Description of the task.
Output each entry verbatim.

*** Material provided ***

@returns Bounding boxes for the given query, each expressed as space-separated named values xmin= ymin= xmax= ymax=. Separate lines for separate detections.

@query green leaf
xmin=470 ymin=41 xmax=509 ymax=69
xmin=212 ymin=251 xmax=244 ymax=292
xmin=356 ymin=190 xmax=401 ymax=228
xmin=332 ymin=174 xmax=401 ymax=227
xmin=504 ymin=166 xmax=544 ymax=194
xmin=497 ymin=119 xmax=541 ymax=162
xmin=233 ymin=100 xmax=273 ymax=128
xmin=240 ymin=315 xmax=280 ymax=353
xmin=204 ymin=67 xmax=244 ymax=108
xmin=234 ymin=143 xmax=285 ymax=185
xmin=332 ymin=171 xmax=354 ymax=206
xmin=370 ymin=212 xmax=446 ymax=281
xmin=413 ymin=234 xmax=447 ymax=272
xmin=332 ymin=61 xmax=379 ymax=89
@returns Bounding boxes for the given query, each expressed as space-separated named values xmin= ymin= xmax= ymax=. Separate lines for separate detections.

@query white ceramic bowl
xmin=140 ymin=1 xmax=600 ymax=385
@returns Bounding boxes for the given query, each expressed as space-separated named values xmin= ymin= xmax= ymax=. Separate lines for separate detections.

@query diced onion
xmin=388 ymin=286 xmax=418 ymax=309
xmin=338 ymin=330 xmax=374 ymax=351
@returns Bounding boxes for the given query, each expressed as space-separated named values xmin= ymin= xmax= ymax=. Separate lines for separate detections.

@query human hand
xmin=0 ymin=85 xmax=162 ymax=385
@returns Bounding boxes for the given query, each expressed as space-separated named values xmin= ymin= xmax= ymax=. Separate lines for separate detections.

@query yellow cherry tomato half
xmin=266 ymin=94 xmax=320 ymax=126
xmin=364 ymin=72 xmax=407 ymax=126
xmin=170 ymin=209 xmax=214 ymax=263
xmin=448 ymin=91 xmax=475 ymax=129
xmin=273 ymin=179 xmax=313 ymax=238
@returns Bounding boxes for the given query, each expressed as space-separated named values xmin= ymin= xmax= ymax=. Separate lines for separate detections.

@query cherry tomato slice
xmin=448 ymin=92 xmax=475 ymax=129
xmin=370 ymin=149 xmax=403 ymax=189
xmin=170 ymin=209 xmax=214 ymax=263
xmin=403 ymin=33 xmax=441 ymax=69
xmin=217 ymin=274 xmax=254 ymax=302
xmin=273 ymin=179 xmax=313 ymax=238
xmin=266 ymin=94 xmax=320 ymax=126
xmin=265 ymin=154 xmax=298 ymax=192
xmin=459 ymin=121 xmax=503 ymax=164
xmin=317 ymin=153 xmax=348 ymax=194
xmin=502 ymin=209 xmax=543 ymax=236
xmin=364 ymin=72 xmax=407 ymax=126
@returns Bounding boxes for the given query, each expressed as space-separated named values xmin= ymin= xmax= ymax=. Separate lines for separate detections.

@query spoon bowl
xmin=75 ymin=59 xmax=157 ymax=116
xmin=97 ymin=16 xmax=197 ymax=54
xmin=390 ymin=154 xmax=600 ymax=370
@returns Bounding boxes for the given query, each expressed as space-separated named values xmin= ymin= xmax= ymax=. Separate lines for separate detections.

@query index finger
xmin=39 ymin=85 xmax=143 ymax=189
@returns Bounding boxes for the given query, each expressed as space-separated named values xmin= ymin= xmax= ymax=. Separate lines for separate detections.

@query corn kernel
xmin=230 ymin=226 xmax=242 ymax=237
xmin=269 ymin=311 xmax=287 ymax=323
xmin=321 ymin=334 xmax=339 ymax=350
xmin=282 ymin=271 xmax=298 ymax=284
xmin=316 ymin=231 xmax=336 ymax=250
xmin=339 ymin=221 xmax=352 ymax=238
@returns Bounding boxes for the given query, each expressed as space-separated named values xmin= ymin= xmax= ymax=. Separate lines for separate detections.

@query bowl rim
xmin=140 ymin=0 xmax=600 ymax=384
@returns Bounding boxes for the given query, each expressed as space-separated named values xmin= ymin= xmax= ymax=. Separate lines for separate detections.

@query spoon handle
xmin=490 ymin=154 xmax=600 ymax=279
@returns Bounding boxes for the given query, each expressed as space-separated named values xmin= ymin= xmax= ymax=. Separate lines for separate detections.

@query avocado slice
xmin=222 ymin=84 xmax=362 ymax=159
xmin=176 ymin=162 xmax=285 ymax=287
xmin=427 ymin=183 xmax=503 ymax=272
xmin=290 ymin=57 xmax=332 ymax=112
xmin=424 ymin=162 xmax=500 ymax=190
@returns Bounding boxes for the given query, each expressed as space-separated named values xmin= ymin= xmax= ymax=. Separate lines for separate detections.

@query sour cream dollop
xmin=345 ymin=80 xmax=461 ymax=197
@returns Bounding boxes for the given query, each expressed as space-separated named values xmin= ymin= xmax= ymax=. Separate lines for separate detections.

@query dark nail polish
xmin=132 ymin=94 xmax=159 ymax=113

*** End of Material provided ***

Solution for this task.
@returns Bounding boxes for the given query, each expressed as space-separated named values xmin= ymin= xmax= ymax=. Separate lines for separate detections.

@query green leaf
xmin=470 ymin=41 xmax=509 ymax=69
xmin=212 ymin=251 xmax=244 ymax=292
xmin=356 ymin=190 xmax=401 ymax=228
xmin=332 ymin=174 xmax=401 ymax=227
xmin=504 ymin=166 xmax=544 ymax=194
xmin=497 ymin=119 xmax=541 ymax=162
xmin=233 ymin=100 xmax=273 ymax=128
xmin=240 ymin=315 xmax=280 ymax=353
xmin=204 ymin=67 xmax=244 ymax=108
xmin=234 ymin=143 xmax=285 ymax=185
xmin=332 ymin=171 xmax=354 ymax=206
xmin=370 ymin=212 xmax=446 ymax=281
xmin=413 ymin=234 xmax=447 ymax=272
xmin=332 ymin=61 xmax=379 ymax=89
@returns Bounding boxes for the given query, each expressed as space-separated named values xmin= ymin= xmax= ymax=. Separate lines for separate detections.

@query white ceramic bowl
xmin=140 ymin=1 xmax=600 ymax=385
@returns Bounding boxes for the given query, each expressed as space-separated named values xmin= ymin= xmax= ymax=. Separate lines for separate detections.

@query diced onion
xmin=388 ymin=286 xmax=418 ymax=309
xmin=338 ymin=330 xmax=374 ymax=351
@returns Bounding boxes for the given query, each expressed as space-separated named values xmin= ymin= xmax= ymax=. Separate lines for separate detections.

@query human hand
xmin=0 ymin=85 xmax=162 ymax=385
@returns Bounding boxes for the given query, each expressed as space-separated named values xmin= ymin= xmax= ymax=. Separate lines for separate detections.

@query yellow cherry tomato half
xmin=266 ymin=94 xmax=320 ymax=126
xmin=364 ymin=72 xmax=407 ymax=126
xmin=170 ymin=209 xmax=214 ymax=263
xmin=448 ymin=91 xmax=475 ymax=129
xmin=273 ymin=179 xmax=313 ymax=238
@returns Bounding boxes for the given query, each expressed as space-separated named values xmin= ymin= xmax= ymax=. Separate lines for separate detections.

@query cherry tomato slice
xmin=448 ymin=92 xmax=475 ymax=129
xmin=370 ymin=149 xmax=403 ymax=189
xmin=170 ymin=209 xmax=214 ymax=263
xmin=403 ymin=33 xmax=441 ymax=69
xmin=217 ymin=274 xmax=254 ymax=302
xmin=273 ymin=179 xmax=313 ymax=238
xmin=266 ymin=94 xmax=320 ymax=126
xmin=265 ymin=154 xmax=298 ymax=192
xmin=459 ymin=121 xmax=503 ymax=164
xmin=317 ymin=153 xmax=348 ymax=194
xmin=502 ymin=209 xmax=543 ymax=236
xmin=364 ymin=72 xmax=407 ymax=126
@returns Bounding boxes for the given query, each expressed as space-separated named values xmin= ymin= xmax= ymax=. Separate lines for separate detections.

@query spoon bowl
xmin=75 ymin=59 xmax=157 ymax=116
xmin=97 ymin=16 xmax=197 ymax=54
xmin=390 ymin=154 xmax=600 ymax=370
@returns Bounding boxes for the given query, each expressed as space-separated named values xmin= ymin= xmax= ymax=. Separate lines for separate detections.

@query index finger
xmin=39 ymin=85 xmax=143 ymax=189
@returns Bounding boxes for the given query, each expressed as space-separated named values xmin= ymin= xmax= ymax=. Separate lines for separate detections.

@query corn kernel
xmin=230 ymin=226 xmax=242 ymax=237
xmin=269 ymin=311 xmax=287 ymax=323
xmin=321 ymin=334 xmax=339 ymax=350
xmin=282 ymin=271 xmax=298 ymax=284
xmin=316 ymin=231 xmax=336 ymax=250
xmin=339 ymin=221 xmax=352 ymax=238
@returns Bounding boxes for the given query, each expressed as space-separated named values xmin= ymin= xmax= ymax=. Separate lines for separate detections.

@query bowl rim
xmin=140 ymin=0 xmax=600 ymax=384
@returns Bounding boxes for the given query, each expressed as space-separated named values xmin= ymin= xmax= ymax=. Separate lines for separate detections.

@query spoon handle
xmin=490 ymin=154 xmax=600 ymax=279
@returns Bounding boxes for the given query, each expressed as space-separated named values xmin= ymin= xmax= ymax=. Separate lines for separate detections.

@query avocado slice
xmin=222 ymin=84 xmax=362 ymax=159
xmin=176 ymin=162 xmax=285 ymax=287
xmin=427 ymin=183 xmax=503 ymax=272
xmin=290 ymin=57 xmax=332 ymax=112
xmin=424 ymin=162 xmax=500 ymax=190
@returns Bounding boxes for the given query, each expressed as space-separated named values xmin= ymin= xmax= ymax=. Separate lines for separate detections.

@query sour cream dollop
xmin=345 ymin=80 xmax=461 ymax=197
@returns Bounding boxes for the given query, each expressed as space-separated named values xmin= ymin= xmax= ymax=. Separate lines for separate detections.

@query dark nail polish
xmin=132 ymin=94 xmax=159 ymax=113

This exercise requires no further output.